■ Opdrachtdoel: Welke zoon noemt Juda bij naam in de bijbelverzen, bij Genesis 38:26?

──────── Documentfragment

Leviticus 13:23

Maar indien de blaar in haar plaats zal staande blijven, niet uitgespreid zijnde, het is de roof van die zweer, zo zal de priester hem rein verklaren;

Genesis 38:26

En Juda kende ze, en zeide: Zij is rechtvaardiger dan ik, daarom, omdat ik haar aan mijn zoon Sela niet gegeven heb. En hij bekende haar voortaan niet meer.

2 Samuël 12:13

Toen zeide David tot Nathan: Ik heb gezondigd tegen den HEERE! En Nathan zeide tot David: De HEERE heeft ook uw zonde weggenomen, gij zult niet sterven.

2 Kronieken 19:2-3

En Jehu, de zoon van Hanani, de ziener, ging uit, hem tegen, en zeide tot den koning Josafat: Zoudt gij den goddeloze helpen, en die den HEERE haten, liefhebben? Nu is daarom over u van het aangezicht des HEEREN grote toornigheid.

Job 34:31-32

Zekerlijk heeft hij tot God gezegd: Ik heb Uw straf verdragen, ik zal het niet verderven.

Job 40:4-5

Hebt gij een arm gelijk God? En kunt gij, gelijk Hij, met de stem donderen?

────────────────
──────── Verzamelde gegevens

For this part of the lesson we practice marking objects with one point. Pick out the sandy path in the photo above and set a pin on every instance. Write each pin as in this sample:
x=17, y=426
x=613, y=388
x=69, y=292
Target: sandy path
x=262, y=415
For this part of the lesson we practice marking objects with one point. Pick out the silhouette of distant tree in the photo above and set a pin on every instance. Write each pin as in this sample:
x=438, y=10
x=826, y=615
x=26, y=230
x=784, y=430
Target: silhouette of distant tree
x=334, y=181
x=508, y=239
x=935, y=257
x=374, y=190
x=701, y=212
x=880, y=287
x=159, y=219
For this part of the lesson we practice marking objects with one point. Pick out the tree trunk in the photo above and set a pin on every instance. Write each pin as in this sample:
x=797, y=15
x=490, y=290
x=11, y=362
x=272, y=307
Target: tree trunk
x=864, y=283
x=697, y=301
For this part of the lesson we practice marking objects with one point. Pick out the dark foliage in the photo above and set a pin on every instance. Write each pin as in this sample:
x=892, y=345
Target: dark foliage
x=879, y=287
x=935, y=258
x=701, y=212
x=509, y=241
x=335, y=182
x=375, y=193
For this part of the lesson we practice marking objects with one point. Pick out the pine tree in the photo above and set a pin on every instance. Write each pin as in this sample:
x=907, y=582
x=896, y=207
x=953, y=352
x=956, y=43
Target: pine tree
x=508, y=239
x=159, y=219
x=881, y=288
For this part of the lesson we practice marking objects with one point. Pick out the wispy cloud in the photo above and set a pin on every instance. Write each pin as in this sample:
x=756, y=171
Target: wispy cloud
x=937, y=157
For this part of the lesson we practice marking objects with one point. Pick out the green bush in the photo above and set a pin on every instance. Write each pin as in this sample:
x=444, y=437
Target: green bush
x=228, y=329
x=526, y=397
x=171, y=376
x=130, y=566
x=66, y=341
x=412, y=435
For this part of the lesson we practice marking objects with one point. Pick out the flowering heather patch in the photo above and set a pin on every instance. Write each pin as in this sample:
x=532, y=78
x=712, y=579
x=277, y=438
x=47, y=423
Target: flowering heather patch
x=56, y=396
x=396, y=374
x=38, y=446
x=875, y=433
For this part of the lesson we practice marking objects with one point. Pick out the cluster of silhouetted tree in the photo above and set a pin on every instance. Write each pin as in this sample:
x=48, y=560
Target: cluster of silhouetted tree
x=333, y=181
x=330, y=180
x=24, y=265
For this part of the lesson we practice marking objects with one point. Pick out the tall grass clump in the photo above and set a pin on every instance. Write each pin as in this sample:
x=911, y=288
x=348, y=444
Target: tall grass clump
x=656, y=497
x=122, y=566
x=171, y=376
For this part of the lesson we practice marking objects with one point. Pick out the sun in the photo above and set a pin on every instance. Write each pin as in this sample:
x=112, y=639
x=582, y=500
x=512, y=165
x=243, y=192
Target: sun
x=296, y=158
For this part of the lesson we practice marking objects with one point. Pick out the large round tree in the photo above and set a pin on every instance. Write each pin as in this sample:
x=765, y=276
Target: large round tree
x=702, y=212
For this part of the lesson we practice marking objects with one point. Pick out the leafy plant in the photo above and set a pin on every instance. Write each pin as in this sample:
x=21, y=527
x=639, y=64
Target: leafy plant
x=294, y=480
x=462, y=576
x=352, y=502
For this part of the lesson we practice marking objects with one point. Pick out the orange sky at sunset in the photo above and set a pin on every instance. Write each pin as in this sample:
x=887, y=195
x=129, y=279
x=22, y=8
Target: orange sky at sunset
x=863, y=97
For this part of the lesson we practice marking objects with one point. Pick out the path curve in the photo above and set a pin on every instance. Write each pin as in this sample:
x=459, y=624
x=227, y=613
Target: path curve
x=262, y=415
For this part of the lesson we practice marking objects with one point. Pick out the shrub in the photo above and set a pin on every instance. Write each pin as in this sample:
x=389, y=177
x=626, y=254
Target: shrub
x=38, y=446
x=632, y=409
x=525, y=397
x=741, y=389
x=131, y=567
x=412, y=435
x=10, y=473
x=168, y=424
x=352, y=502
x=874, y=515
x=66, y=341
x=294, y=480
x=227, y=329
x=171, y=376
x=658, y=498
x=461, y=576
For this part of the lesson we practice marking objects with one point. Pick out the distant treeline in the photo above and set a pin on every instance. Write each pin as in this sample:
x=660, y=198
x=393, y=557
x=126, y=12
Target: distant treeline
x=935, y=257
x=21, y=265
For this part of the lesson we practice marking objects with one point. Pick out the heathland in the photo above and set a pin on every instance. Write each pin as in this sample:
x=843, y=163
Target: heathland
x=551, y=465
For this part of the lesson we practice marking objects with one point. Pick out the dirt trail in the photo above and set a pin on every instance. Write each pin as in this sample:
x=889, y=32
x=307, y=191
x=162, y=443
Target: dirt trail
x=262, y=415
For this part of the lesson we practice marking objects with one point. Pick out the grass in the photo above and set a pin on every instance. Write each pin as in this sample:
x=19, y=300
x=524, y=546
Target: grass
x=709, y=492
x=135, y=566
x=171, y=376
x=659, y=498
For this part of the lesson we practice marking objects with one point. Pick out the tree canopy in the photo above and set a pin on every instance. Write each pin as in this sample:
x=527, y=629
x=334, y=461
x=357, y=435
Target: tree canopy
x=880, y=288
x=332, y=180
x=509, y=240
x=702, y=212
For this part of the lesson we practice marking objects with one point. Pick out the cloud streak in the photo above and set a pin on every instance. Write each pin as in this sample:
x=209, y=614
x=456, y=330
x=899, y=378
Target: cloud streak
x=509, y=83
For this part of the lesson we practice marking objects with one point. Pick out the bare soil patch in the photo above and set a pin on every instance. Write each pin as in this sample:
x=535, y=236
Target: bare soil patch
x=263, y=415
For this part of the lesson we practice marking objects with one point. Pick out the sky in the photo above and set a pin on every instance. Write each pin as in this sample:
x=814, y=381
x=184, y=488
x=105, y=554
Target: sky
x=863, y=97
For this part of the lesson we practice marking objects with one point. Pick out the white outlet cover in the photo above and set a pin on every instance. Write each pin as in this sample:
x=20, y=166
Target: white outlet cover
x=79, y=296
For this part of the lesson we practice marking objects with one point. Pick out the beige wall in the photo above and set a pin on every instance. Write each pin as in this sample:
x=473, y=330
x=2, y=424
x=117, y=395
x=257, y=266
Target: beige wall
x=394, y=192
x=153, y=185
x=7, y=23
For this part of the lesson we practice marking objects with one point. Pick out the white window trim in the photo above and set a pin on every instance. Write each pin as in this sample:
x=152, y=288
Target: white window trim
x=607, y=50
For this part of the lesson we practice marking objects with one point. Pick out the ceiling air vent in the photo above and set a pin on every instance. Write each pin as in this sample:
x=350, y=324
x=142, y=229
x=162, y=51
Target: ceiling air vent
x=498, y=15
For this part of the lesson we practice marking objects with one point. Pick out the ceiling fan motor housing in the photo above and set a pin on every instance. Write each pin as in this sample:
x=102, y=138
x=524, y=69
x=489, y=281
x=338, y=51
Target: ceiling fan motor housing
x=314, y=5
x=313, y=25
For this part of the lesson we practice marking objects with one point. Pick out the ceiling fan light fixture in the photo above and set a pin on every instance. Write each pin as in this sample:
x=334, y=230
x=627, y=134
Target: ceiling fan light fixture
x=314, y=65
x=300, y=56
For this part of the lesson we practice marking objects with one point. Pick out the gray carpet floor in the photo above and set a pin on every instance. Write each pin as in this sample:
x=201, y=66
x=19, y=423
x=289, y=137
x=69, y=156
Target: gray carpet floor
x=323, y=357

────────────────

■ Antwoord op opdracht: Sela.